::: Entries shown :::

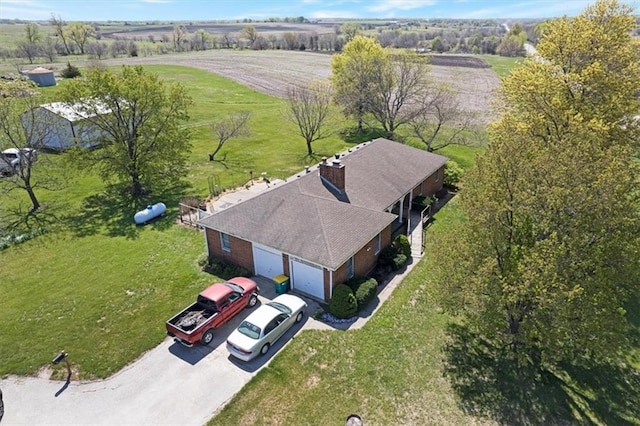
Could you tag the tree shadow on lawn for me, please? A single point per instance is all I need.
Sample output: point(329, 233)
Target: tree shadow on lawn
point(489, 384)
point(111, 212)
point(351, 135)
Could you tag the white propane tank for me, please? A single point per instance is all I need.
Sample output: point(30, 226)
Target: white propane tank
point(152, 211)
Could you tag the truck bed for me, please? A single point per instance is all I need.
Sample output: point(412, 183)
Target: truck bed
point(191, 318)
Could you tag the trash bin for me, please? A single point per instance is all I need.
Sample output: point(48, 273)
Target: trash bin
point(281, 283)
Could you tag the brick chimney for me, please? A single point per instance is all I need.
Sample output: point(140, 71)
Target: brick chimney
point(333, 173)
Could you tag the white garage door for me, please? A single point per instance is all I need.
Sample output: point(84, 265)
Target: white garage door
point(307, 278)
point(267, 262)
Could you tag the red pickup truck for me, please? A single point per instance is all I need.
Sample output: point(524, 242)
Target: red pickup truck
point(215, 305)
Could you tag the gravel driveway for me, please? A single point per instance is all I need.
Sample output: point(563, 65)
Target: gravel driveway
point(171, 384)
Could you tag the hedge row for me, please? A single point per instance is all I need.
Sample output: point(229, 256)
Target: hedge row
point(351, 296)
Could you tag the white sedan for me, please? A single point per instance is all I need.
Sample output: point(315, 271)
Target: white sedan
point(256, 334)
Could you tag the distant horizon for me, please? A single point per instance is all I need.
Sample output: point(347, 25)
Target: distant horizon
point(257, 10)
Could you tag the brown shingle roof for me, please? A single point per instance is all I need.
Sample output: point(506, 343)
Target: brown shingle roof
point(304, 218)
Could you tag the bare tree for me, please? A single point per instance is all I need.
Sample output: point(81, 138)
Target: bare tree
point(49, 49)
point(399, 87)
point(32, 33)
point(179, 35)
point(98, 49)
point(58, 25)
point(438, 109)
point(309, 109)
point(233, 126)
point(228, 40)
point(250, 33)
point(201, 40)
point(28, 50)
point(80, 33)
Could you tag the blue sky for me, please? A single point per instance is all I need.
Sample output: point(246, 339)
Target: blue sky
point(187, 10)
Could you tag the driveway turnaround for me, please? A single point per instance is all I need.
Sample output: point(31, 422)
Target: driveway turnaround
point(170, 384)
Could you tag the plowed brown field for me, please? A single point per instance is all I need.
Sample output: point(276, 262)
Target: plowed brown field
point(272, 71)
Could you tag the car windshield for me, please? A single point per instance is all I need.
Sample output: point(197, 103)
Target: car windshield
point(250, 330)
point(234, 287)
point(279, 306)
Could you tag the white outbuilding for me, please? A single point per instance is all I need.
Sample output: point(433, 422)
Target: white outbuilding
point(62, 126)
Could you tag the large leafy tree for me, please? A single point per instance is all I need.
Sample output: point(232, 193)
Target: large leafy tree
point(353, 74)
point(549, 256)
point(139, 117)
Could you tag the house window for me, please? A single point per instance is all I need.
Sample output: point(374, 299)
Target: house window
point(224, 242)
point(350, 268)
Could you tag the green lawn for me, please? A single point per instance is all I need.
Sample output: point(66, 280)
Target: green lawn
point(502, 65)
point(413, 364)
point(101, 288)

:::

**Aim:** Switch every "Sample output" in the material above to "Example output", and write out all of its lines again with nothing else changed. Leave the pictures out of your answer.

**Exercise result:**
Could you tag the tree shadow on lawn for me, please? A single point per instance is all I need.
Example output: point(329, 233)
Target: tree shadow on lawn
point(489, 384)
point(111, 212)
point(351, 135)
Could you tag the white propane tank for me, please? A single point per instance is all I need.
Example output: point(30, 226)
Target: white propane tank
point(152, 211)
Could you tag the truck bed for me, please? A single point per instance is all I need.
Example output: point(412, 183)
Target: truck bed
point(191, 318)
Could you tag the trash bin for me, please? A single point per instance is all I need.
Example output: point(48, 273)
Target: trash bin
point(281, 283)
Could you tag the brick chimney for me, please? A single point per instance is all I need.
Example output: point(140, 71)
Target: brick chimney
point(333, 173)
Could you tag the white garage door for me, please? A single point per instance is all I need.
Example output: point(84, 265)
Target: white garage door
point(307, 278)
point(267, 262)
Could you tag the red pickup truck for me, please? A single point per instance is all I need.
Example output: point(524, 242)
Target: red pickup truck
point(215, 305)
Could you tag the gravel driveway for me, please? A single point per instance is all I need.
Example output: point(563, 65)
Target: gravel driveway
point(171, 384)
Could you tag the hedge row for me, please? A single point per instance is all I need.
Example output: point(229, 256)
Target: hedge row
point(351, 296)
Could you tag the white sedan for me, please? A single point per instance is all I need.
Example output: point(315, 271)
Target: white sedan
point(256, 334)
Could you tag the distant horizon for me, please? A single point per instance is all I need.
Example output: point(347, 25)
Target: distant horizon
point(257, 10)
Could you tag the brown shingle roof for me, please? A single point per instance is all I need.
Example output: point(506, 343)
Target: brown shingle roof
point(304, 218)
Could you tag the bare tree for me, please? A single point per instance is all I need.
Example output: point(81, 138)
Target: bare tree
point(49, 49)
point(399, 87)
point(32, 33)
point(179, 35)
point(98, 49)
point(58, 25)
point(438, 109)
point(309, 109)
point(233, 126)
point(228, 40)
point(250, 33)
point(201, 40)
point(28, 50)
point(80, 33)
Could you tag the blue sky for me, please? A single point per instance is all I need.
Example output: point(246, 339)
Target: blue sky
point(187, 10)
Could you tag the driveway turnaround for me, please? A single point per instance is all I need.
Example output: point(31, 422)
Target: driveway turnaround
point(170, 384)
Could you tag the plowed brown field for me, please? A single point per instance is all I need.
Example output: point(276, 262)
Target: plowed brown field
point(272, 71)
Could you tag the car windshield for me, please? A single point per instance is all I need.
Example output: point(197, 103)
Target: car windshield
point(250, 330)
point(234, 287)
point(279, 306)
Could you tag the white outbuilding for me, please? A single point per instance is all I need.
Example output: point(433, 422)
Target: white outbuilding
point(62, 126)
Could you tag the large leafy tree for me, please? A single point per instance is all I need.
Example output: point(232, 193)
Target: large leafy tree
point(353, 74)
point(549, 256)
point(139, 117)
Could you tag the house window for me, please? A single point per instance is all I need.
Example output: point(374, 299)
Target: house window
point(224, 242)
point(350, 268)
Could you tag the green lawn for me, please? A single point per instance is all I need.
Example output: point(66, 280)
Target: green lawn
point(502, 65)
point(413, 364)
point(101, 288)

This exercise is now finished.